* **Activity**: Print the data exactly as it is given, please.

Start of Available records

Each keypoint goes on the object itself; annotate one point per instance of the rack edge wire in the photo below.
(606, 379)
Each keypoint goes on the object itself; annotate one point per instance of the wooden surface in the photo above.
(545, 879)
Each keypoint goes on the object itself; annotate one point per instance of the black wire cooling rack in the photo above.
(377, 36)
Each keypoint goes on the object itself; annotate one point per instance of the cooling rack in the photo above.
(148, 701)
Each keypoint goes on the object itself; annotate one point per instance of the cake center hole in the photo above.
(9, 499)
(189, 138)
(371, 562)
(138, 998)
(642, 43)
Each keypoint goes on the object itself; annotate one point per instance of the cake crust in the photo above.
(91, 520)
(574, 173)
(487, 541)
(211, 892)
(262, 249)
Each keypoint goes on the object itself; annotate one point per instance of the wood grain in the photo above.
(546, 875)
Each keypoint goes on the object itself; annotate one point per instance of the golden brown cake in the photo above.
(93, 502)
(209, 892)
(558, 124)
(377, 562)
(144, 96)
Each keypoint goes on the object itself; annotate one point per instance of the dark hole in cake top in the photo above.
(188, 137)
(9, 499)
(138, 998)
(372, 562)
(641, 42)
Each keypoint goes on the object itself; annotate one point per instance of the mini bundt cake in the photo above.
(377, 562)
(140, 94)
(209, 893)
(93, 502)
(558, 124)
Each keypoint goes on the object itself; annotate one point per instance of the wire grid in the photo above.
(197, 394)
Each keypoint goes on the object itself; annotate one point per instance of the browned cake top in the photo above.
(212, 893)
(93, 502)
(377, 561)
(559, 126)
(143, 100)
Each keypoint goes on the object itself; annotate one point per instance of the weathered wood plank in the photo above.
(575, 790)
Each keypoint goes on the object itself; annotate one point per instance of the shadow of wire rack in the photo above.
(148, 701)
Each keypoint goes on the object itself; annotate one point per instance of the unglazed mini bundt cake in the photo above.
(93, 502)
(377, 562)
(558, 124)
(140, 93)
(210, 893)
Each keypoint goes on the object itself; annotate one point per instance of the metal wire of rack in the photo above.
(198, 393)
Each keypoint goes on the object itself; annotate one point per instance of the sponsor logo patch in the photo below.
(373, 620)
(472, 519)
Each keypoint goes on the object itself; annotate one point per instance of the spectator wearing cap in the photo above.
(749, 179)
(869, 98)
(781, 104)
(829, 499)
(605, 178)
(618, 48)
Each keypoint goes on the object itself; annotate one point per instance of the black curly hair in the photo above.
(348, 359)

End of Available records

* **Solution**:
Each keypoint goes on the object itself; annotate one point per instance of the rack edge wire in the photo below.
(606, 379)
Each keypoint goes on the object itself; annotate one point per instance of the wooden surface in the photo above.
(545, 879)
Each keypoint goes on the object itself; annotate one point per instance of the black wire cooling rack in the photo above.
(377, 36)
Each keypoint goes on the object itself; annotate one point per instance of the cooling rack in the photo above.
(148, 701)
Each keypoint goes on the object itself; annotate one point per instance of the cake center hole in the photo above.
(9, 499)
(189, 138)
(371, 562)
(138, 998)
(642, 43)
Each keypoint goes on the object itself; annotate one point per instance of the cake crust in the photo above.
(91, 520)
(574, 173)
(487, 541)
(211, 892)
(262, 249)
Each keypoint goes on the object itself; annotate one point per instance of the wood grain in the photo above.
(546, 875)
Each keypoint goes on the object itself; annotate one point per instance of the golden brown cake in the photo above.
(93, 502)
(209, 892)
(558, 124)
(377, 562)
(144, 96)
Each keypoint goes on the object itself; annotate one point per instance of the dark hole in cake top in the photo above.
(188, 137)
(9, 499)
(138, 998)
(372, 562)
(641, 42)
Each keypoint goes on the object itself; annotate one point per instance of the mini bundt cake in the photo above.
(377, 562)
(140, 94)
(209, 893)
(93, 502)
(558, 124)
Each keypoint goes on the object itself; annotate one point per instance of the wire grid in the photo above.
(197, 394)
Each keypoint goes on the object itself; annotate one point per instance of the browned cake top in the photo above.
(212, 893)
(93, 502)
(377, 561)
(559, 126)
(143, 100)
Each keypoint goes on the object itself; annotate one point per instance of the weathered wood plank in the photo above.
(575, 790)
Each keypoint goes on the object itself; annotate one point per instance of the shadow of wire rack in the photo above.
(148, 701)
Each keypoint goes on the object itself; annotate one point per instance of the unglazed mini bundt cake in the photo above.
(93, 502)
(377, 562)
(558, 124)
(140, 93)
(210, 893)
Each keypoint goes on the object itself; annotate one point per instance of the metal wire of rack in the photo above.
(198, 393)
Each keypoint goes on the object itself; annotate one point per instance of the sponsor logo patch in the photo below.
(373, 620)
(472, 519)
Each keypoint goes on the object itself; annotate one point per instance of the spectator wearing cap in the photo above.
(749, 179)
(869, 98)
(781, 104)
(829, 499)
(605, 178)
(618, 48)
Each keypoint goes on the object itself; annotate one point per instance of the black curly hair in the photo above.
(348, 359)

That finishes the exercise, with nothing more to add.